(Data listing)
= = = = = = =
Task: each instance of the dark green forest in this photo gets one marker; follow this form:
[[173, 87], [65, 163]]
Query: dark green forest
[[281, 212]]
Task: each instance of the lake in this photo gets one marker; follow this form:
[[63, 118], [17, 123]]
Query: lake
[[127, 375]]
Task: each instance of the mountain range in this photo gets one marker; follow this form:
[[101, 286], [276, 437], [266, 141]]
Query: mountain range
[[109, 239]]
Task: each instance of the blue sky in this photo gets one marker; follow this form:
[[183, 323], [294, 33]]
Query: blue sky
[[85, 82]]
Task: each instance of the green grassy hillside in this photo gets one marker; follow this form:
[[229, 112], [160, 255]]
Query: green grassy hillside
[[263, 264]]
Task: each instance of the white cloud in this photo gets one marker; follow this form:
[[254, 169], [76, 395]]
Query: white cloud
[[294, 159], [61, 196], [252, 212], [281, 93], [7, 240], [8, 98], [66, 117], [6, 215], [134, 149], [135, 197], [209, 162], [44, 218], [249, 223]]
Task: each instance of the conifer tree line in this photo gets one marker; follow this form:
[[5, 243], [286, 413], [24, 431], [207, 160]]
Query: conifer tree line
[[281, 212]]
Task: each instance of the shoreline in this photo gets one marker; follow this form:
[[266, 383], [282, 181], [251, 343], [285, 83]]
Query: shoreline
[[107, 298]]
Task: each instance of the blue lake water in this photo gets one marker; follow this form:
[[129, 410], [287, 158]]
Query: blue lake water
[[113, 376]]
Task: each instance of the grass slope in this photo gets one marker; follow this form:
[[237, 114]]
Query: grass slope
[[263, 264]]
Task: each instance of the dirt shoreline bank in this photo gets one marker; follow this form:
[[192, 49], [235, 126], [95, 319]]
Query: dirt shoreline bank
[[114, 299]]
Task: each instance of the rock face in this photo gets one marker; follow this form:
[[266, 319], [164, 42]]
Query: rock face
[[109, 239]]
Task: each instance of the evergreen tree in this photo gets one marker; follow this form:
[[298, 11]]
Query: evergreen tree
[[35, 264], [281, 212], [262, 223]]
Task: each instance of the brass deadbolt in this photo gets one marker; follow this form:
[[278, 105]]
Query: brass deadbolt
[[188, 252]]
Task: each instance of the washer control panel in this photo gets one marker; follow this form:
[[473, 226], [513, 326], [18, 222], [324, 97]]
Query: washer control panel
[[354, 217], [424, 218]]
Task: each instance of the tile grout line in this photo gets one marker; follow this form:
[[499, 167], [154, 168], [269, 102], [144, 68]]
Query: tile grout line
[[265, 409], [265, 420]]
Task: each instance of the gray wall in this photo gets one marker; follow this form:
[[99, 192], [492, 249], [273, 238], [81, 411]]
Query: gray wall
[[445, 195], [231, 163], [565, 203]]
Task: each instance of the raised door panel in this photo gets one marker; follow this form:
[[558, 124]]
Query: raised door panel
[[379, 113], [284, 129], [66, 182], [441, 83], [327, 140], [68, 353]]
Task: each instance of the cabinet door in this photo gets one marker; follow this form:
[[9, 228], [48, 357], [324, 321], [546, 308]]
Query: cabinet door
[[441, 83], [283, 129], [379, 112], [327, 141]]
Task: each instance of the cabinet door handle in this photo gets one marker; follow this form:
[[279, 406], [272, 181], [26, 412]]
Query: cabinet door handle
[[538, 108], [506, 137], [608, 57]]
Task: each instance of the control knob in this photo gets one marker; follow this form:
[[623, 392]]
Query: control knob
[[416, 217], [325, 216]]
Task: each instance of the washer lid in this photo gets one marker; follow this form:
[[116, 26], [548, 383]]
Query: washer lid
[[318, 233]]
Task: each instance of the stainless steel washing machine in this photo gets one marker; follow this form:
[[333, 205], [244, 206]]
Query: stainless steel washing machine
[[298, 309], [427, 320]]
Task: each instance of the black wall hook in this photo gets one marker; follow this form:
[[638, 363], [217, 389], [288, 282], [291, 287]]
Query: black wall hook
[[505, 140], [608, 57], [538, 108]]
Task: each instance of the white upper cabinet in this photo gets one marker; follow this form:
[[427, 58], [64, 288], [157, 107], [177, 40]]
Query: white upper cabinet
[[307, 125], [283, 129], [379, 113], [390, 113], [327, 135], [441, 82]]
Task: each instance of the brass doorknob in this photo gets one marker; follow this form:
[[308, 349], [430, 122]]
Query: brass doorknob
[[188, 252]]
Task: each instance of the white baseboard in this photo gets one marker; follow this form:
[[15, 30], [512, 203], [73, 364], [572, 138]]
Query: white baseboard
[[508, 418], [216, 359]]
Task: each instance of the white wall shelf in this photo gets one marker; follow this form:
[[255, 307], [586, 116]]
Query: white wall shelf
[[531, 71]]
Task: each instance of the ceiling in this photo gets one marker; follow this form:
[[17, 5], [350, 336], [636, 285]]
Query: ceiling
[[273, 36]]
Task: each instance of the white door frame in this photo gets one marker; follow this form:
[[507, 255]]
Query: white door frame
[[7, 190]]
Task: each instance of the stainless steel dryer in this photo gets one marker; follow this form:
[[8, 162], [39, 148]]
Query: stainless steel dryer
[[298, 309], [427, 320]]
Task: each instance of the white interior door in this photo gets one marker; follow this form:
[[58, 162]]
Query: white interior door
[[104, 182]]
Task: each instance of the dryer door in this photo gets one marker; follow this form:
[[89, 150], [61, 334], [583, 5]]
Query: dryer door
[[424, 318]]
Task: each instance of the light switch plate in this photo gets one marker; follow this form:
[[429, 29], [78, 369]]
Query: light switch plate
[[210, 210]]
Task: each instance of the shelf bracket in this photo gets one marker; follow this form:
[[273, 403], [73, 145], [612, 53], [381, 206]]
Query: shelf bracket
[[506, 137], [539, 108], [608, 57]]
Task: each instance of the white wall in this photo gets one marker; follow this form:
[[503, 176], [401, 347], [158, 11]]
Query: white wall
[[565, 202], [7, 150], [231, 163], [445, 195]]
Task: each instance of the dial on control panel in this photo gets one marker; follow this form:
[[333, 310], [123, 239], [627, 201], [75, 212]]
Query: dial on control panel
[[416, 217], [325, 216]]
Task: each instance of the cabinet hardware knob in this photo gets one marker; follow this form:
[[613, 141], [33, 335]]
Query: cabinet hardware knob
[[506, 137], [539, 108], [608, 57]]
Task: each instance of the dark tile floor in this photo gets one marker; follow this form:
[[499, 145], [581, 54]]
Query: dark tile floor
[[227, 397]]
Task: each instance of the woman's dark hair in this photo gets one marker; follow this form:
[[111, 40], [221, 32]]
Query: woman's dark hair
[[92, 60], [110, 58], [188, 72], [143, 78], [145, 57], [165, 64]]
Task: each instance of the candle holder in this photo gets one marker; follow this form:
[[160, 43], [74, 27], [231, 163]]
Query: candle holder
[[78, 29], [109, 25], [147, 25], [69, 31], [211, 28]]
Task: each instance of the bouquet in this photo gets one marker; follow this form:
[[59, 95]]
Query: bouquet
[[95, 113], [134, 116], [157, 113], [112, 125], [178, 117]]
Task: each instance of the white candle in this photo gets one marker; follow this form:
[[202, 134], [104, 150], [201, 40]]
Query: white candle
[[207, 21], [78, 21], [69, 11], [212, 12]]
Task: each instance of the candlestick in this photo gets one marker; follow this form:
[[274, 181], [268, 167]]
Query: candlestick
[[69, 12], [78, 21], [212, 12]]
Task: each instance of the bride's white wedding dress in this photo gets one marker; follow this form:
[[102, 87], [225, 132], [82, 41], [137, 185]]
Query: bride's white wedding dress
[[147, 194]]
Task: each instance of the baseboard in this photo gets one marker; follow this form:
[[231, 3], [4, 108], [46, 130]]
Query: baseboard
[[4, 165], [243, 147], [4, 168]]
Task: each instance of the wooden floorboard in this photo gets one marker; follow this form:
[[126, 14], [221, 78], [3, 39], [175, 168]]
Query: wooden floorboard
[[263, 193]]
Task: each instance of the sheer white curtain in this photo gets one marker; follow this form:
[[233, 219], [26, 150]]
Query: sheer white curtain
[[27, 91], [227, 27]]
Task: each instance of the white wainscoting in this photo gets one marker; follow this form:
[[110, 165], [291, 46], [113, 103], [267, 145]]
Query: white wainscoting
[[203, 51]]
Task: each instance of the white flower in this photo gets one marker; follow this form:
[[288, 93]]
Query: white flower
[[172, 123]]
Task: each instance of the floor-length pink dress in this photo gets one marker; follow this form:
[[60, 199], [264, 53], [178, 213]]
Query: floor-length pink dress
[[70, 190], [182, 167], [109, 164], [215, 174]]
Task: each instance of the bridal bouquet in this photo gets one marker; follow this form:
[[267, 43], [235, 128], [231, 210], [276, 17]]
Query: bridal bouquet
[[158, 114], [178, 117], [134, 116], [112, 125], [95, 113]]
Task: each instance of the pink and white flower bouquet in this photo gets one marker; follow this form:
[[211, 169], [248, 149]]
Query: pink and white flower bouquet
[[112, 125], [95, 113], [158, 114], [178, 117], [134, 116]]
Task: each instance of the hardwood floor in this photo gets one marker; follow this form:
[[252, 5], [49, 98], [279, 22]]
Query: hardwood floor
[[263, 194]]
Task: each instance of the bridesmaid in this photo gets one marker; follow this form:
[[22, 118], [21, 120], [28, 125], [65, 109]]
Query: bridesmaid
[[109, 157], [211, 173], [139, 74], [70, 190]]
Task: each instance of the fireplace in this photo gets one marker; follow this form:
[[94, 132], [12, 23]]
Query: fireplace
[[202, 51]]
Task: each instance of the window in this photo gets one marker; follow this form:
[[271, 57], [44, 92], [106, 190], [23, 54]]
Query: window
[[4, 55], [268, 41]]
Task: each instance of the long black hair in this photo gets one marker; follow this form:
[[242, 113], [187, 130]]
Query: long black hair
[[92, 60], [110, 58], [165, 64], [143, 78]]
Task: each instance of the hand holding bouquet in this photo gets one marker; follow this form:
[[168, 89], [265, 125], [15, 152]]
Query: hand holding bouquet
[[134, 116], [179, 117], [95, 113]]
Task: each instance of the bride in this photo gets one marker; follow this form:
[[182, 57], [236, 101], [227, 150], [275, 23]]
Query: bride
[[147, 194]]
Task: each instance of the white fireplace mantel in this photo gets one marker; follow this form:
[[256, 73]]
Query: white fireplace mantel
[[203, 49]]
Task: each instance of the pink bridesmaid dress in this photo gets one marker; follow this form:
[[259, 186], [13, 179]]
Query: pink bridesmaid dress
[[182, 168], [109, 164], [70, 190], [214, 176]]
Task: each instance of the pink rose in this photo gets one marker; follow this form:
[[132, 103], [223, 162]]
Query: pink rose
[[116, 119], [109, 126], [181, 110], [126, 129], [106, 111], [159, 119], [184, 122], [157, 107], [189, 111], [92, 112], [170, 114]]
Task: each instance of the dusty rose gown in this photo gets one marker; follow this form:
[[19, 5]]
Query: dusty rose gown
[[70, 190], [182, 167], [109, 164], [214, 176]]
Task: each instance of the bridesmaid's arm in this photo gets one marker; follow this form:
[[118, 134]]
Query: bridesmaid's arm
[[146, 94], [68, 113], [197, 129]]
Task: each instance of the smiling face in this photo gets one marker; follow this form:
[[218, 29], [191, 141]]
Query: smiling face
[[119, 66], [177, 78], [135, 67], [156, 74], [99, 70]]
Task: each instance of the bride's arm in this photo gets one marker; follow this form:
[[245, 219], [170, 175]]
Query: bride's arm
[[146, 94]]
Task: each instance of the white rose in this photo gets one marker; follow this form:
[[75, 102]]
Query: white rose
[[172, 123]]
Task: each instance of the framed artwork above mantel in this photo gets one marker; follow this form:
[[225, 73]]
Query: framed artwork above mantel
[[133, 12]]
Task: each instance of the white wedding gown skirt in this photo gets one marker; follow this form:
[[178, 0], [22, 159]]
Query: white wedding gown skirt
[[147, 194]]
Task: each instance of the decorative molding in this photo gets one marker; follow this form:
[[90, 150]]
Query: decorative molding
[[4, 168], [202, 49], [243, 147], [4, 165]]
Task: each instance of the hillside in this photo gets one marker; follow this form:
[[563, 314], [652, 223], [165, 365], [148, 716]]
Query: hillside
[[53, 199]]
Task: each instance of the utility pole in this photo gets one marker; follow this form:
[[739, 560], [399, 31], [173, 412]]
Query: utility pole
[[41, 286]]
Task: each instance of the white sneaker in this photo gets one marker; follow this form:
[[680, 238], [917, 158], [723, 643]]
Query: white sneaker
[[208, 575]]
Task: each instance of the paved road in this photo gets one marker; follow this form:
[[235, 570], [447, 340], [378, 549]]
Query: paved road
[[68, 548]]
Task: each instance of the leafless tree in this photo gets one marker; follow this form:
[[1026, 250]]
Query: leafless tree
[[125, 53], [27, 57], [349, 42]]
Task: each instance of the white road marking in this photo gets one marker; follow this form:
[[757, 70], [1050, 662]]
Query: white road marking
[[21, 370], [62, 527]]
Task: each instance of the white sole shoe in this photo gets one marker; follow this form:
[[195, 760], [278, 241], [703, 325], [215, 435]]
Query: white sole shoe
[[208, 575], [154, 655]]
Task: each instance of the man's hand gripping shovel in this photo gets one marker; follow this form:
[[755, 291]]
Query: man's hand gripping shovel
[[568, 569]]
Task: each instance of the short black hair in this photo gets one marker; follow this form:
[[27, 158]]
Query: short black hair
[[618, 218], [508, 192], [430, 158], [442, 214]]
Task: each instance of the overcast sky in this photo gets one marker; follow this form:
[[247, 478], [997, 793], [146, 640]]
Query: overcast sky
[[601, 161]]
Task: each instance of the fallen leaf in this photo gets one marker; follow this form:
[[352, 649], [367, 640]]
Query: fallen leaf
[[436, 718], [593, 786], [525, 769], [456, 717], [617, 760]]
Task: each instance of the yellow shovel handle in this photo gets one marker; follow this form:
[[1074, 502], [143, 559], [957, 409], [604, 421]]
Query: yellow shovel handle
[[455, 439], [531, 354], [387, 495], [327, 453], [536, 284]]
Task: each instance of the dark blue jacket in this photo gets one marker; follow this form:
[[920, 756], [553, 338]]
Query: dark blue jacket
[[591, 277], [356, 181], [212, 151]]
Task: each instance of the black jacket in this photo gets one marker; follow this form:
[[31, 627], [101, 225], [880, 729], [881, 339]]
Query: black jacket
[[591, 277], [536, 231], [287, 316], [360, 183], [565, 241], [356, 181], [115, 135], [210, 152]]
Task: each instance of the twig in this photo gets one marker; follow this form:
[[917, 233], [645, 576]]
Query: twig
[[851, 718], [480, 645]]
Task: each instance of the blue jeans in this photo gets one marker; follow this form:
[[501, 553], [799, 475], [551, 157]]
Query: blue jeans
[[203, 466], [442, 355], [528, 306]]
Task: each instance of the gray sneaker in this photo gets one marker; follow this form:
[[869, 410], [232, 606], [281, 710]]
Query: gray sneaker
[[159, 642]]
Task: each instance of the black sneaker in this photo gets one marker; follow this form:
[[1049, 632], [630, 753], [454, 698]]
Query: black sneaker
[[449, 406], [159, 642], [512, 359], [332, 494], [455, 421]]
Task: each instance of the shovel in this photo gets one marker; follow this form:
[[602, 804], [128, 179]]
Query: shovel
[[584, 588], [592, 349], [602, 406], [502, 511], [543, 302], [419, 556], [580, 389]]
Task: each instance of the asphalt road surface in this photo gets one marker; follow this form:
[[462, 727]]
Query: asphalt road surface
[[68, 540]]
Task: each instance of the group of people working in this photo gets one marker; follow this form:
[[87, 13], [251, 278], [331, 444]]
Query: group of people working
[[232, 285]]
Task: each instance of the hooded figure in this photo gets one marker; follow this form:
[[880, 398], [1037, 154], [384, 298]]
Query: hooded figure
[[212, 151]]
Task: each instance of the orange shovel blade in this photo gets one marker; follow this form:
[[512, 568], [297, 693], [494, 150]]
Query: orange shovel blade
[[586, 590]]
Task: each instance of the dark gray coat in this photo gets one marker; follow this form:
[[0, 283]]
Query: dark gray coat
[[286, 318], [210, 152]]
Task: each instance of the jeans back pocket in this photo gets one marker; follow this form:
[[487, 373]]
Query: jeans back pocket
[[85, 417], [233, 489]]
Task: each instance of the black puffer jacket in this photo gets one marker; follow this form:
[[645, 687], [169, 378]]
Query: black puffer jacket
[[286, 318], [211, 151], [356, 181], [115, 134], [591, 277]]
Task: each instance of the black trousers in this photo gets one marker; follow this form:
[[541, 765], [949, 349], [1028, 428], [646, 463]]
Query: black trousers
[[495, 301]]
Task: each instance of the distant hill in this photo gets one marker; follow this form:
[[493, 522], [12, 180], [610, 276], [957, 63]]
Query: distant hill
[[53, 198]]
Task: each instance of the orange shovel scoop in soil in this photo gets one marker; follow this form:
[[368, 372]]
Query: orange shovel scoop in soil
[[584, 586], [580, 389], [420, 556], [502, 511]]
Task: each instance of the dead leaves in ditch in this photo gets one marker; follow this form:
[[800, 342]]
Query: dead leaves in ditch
= = = = = = =
_EXERCISE_: Swap "overcast sky" for "gray sky" in the lines running from the line with "Task: each instance of the man's" up to and including the line with "[[436, 718], [593, 786], [525, 769], [456, 717], [617, 760]]". Reproduce only those lines, changing nothing else.

_FINISHED EXERCISE_:
Task: each instance of the man's hand gripping shovel in this photo gets one marker; follow this form:
[[755, 291]]
Query: man's hand gripping shovel
[[568, 569]]
Task: each instance of the short black hair in this photo gets one marker; follow this form:
[[27, 158]]
Query: short black hair
[[618, 218], [508, 192], [430, 158], [442, 214]]
Task: each instance of the gray sky in this photo gets one marker; follow this form:
[[247, 478], [997, 793], [146, 640]]
Query: gray sky
[[601, 161]]
Task: each instance of the fallen leaf in this photo gets one marker; follow this form:
[[352, 649], [367, 640]]
Query: fallen leaf
[[436, 718], [593, 786], [525, 769], [456, 717], [617, 760]]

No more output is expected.